* [Document passage]:
——————

The government is introducing benefits on the hoof in response to the economic downturn, with clarity being a notable casualty
Revising social security policy can’t be easy. Be too generous, and you’re accused of encouraging idleness be too mean and you’re accused of crimes against humanity. But if you’re an ambitious young secretary of state, you ought to be able to devise policies that have the benefit of commonsense, logic and fairness. It would also be good if they didn’t add to the complexities of an already baffling system. For example, take the changes that come into effect this month to help with mortgage interest for benefit claimants. The basic principle of the reform is excellent – the waiting period before you can get help through the benefit system is reduced from 39 weeks to 13, and the amount of help is increased (from mortgages worth £100,000 to those worth double that – £200,000). How can that be bad news?
Mortgage relief woes
It certainly is if you lost your job or fell ill between June and December 2008. That’s because the new 13-week limit applies only to claims made from January 2009. So someone who claimed income support in August 2008 will still have to wait 39 weeks before they receive any help – they’ll be waiting for help with their mortgage until May 2009. Their neighbour on the other hand, who lost their job in January 2009, receives help with their mortgage in early April 2009, just 13 weeks later.

——————

* [Object pointing dataset rows]:

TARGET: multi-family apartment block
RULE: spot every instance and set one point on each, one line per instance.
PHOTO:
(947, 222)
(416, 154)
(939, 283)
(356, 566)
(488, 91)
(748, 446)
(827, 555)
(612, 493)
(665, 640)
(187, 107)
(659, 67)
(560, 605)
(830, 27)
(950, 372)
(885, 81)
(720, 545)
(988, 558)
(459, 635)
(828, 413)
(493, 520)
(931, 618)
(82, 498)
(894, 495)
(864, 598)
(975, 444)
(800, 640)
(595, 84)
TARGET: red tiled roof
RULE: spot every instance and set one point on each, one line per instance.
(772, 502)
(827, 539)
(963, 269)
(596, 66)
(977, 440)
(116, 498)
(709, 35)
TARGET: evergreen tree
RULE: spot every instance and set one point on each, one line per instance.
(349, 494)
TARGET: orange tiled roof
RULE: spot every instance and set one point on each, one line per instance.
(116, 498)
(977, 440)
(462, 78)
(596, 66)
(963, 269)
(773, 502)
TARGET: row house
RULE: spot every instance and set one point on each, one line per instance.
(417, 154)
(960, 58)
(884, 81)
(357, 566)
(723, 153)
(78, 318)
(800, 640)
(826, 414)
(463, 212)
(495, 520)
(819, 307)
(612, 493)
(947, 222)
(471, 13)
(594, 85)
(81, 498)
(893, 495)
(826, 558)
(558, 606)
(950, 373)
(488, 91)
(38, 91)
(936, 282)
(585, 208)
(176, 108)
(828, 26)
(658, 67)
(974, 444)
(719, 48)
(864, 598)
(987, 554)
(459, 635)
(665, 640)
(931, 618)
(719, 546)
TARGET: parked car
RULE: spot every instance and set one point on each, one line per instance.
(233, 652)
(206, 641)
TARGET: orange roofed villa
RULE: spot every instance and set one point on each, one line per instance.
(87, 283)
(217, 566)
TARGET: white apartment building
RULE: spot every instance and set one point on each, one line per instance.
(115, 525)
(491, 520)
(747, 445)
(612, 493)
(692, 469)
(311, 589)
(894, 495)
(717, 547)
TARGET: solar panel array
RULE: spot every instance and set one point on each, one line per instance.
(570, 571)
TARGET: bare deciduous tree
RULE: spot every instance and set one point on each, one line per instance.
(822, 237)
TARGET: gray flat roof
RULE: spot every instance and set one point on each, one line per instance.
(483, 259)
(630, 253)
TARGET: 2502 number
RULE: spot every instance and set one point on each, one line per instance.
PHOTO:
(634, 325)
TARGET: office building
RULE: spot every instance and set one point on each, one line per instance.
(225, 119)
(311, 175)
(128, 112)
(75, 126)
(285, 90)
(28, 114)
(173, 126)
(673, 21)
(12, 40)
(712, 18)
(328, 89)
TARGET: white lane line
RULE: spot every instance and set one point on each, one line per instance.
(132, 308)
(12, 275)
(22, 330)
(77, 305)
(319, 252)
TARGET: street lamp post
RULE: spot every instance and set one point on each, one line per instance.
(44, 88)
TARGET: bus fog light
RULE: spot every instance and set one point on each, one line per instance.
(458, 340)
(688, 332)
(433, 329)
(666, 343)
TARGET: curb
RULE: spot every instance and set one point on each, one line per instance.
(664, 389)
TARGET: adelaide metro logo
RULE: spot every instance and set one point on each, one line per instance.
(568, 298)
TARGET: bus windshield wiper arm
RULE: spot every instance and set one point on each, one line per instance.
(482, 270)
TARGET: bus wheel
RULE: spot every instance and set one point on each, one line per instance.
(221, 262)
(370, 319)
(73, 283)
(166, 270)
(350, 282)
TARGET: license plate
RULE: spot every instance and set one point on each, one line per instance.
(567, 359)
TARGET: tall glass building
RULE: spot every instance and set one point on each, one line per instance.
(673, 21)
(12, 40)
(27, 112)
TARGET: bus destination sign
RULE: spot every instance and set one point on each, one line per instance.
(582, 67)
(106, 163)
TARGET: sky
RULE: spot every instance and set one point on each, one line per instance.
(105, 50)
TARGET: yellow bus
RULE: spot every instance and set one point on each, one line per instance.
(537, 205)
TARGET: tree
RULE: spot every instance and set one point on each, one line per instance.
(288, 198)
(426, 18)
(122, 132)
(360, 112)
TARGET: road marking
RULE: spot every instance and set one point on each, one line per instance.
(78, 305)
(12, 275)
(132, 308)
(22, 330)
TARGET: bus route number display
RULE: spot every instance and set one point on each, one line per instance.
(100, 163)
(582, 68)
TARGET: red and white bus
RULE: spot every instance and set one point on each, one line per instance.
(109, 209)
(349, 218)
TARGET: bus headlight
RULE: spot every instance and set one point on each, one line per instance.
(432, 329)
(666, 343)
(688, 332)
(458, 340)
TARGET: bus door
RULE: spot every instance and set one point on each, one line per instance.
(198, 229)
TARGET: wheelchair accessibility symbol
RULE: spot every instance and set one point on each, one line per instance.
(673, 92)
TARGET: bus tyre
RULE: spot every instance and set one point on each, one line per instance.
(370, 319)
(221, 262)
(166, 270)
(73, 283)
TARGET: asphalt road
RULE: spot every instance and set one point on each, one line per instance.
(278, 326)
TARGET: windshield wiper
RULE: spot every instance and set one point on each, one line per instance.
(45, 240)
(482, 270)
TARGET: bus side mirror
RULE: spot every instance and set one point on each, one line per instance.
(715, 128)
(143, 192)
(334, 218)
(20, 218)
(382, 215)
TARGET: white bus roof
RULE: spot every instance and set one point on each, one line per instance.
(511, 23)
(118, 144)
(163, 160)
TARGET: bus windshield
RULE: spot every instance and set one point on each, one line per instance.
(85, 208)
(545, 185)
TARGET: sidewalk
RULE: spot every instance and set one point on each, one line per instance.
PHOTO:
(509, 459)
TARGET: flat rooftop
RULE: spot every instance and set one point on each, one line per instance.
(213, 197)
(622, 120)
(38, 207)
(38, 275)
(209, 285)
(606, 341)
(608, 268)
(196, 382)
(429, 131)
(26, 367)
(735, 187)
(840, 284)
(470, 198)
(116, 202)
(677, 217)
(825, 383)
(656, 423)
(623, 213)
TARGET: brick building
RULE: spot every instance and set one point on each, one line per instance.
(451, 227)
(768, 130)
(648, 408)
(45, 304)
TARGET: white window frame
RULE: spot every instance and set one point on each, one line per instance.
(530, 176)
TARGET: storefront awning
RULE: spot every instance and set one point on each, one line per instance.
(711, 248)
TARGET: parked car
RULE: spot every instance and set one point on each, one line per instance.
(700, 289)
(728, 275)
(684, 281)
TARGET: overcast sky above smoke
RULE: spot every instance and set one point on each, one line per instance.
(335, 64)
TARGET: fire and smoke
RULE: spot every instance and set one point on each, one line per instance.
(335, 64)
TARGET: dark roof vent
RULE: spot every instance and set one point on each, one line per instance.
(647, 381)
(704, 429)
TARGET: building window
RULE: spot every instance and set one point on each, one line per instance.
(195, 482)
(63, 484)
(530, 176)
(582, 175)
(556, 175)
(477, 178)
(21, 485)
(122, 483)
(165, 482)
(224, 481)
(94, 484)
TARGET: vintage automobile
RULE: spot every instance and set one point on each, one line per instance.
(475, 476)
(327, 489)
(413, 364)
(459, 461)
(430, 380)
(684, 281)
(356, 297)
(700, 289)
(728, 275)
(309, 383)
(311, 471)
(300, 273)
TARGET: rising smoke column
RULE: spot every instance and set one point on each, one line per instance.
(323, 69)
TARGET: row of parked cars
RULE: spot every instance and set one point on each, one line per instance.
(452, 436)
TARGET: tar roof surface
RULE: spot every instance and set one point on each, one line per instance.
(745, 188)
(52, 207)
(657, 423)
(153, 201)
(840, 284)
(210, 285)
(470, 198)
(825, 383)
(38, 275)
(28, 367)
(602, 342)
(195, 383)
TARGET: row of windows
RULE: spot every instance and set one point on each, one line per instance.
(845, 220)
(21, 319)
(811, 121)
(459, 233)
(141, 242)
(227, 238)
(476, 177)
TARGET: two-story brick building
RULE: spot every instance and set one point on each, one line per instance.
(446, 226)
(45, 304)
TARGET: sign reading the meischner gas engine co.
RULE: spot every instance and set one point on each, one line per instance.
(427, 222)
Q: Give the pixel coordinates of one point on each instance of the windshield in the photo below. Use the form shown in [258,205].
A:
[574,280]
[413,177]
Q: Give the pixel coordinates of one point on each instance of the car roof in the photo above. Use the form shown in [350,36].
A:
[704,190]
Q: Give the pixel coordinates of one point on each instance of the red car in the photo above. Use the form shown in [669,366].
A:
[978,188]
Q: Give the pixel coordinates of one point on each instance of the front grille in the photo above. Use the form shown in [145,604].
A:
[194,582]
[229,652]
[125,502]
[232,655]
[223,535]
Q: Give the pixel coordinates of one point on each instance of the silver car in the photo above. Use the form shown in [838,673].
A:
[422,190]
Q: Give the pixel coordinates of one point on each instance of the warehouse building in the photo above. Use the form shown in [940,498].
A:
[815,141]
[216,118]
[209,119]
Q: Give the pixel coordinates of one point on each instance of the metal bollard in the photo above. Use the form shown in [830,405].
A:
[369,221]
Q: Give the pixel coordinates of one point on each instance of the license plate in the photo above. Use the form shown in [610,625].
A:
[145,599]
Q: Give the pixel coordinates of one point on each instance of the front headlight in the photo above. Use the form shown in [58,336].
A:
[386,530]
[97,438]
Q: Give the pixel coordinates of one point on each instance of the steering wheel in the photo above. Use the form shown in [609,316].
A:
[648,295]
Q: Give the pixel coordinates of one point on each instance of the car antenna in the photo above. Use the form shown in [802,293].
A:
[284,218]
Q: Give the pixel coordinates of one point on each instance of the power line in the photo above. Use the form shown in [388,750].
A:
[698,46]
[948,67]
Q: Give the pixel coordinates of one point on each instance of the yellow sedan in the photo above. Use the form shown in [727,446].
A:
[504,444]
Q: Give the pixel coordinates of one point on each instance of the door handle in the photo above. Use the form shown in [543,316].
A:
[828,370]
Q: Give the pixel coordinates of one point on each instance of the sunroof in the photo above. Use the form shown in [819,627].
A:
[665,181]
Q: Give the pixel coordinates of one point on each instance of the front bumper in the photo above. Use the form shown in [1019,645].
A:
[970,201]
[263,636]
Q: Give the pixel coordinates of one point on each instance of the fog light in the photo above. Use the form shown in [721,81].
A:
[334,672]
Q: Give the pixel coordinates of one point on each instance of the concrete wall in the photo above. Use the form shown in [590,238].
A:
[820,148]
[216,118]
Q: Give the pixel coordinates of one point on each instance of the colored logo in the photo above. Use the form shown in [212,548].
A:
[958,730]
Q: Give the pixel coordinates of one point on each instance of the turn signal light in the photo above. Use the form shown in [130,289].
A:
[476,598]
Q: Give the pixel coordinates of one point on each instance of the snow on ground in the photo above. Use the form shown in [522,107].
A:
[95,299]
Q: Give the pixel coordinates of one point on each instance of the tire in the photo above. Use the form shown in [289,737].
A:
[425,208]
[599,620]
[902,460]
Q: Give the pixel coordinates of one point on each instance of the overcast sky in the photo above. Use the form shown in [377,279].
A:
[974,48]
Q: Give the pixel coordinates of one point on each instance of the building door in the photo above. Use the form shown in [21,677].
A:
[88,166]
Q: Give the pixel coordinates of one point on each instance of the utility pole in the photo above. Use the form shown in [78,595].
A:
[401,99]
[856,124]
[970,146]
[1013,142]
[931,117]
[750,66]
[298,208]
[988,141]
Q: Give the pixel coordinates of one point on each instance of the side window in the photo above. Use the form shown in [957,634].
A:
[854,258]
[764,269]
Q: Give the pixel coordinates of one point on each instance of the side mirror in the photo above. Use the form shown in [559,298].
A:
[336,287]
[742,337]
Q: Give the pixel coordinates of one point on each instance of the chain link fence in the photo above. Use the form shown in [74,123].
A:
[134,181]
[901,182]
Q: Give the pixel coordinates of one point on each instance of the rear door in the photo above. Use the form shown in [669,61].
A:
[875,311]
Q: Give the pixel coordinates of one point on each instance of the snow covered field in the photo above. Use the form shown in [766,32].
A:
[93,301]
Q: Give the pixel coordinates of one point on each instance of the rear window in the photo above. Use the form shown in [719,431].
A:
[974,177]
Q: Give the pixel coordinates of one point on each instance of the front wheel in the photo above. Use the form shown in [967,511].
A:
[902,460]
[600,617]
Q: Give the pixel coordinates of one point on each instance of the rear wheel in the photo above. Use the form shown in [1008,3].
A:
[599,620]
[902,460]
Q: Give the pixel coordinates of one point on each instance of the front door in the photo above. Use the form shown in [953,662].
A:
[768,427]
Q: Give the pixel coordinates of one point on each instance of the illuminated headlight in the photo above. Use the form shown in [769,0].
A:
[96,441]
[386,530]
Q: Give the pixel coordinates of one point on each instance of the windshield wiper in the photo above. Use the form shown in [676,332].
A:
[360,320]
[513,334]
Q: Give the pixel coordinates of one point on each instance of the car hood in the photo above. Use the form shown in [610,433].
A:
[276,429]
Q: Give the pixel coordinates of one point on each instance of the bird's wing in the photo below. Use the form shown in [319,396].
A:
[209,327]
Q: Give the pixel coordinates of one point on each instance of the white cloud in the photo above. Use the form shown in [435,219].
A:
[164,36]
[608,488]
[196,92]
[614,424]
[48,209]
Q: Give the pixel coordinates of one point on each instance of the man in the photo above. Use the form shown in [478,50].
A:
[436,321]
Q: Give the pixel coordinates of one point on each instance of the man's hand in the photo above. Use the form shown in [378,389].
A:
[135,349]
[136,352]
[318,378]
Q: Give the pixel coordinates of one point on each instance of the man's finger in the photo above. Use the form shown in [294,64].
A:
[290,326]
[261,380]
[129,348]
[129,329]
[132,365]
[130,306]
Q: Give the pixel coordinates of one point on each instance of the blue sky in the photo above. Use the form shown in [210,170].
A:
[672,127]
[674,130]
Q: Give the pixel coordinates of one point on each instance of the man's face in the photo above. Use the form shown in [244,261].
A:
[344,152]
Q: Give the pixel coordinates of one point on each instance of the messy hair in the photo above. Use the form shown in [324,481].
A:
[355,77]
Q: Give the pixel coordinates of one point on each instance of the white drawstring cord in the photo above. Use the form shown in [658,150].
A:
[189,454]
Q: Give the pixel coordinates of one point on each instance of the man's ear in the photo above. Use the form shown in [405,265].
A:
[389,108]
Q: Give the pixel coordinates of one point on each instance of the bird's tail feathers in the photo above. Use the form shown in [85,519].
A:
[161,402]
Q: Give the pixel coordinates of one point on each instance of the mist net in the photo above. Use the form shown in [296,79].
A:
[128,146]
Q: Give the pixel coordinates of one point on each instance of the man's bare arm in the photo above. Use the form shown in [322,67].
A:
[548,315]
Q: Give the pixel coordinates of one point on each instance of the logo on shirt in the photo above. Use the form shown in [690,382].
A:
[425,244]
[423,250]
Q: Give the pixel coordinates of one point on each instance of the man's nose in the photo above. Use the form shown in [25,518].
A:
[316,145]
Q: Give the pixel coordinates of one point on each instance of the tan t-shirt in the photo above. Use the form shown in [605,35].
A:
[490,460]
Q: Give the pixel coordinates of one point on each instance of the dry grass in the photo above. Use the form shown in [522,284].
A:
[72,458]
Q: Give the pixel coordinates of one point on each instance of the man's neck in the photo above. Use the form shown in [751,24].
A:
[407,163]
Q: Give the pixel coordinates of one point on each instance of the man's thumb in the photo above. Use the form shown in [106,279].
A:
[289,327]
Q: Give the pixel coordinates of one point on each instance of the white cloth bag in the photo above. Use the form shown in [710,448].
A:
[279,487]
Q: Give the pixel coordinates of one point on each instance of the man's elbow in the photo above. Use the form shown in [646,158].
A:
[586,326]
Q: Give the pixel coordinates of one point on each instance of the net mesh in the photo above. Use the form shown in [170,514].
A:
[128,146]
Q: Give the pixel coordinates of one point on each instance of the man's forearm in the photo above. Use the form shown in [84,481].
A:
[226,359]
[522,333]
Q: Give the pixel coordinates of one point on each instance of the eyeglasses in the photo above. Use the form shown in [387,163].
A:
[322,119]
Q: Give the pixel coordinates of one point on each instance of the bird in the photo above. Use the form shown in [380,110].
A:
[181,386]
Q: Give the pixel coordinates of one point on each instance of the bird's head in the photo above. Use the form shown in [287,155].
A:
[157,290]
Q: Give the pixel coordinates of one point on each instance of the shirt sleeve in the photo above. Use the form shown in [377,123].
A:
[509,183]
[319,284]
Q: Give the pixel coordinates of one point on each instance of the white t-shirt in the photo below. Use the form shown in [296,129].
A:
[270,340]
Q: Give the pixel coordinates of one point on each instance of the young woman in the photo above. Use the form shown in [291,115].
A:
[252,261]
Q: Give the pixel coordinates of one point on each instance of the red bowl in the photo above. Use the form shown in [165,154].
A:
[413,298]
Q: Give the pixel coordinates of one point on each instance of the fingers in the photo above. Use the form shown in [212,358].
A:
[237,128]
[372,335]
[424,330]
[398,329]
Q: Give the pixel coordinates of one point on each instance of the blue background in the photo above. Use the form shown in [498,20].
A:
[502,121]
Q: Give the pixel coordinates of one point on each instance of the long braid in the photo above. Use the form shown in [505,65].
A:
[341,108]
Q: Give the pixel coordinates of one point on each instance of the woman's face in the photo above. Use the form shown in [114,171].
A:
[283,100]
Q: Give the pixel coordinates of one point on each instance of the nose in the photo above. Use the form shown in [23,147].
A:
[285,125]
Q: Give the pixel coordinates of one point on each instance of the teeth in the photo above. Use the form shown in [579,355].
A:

——————

* [Problem to solve]:
Please check each statement against the mortgage relief article, answering yes or no and quoting the article's words that decide it.
1. The waiting period before help with mortgage interest is cut from 39 weeks to 13.
2. The new 13-week limit covers claims made from June 2008.
3. Help now extends to mortgages worth up to £500,000.

* [Answer]:
1. Yes: "the waiting period before you can get help through the benefit system is reduced from 39 weeks to 13"
2. No: "the new 13-week limit applies only to claims made from January 2009"
3. No: "from mortgages worth £100,000 to those worth double that – £200,000"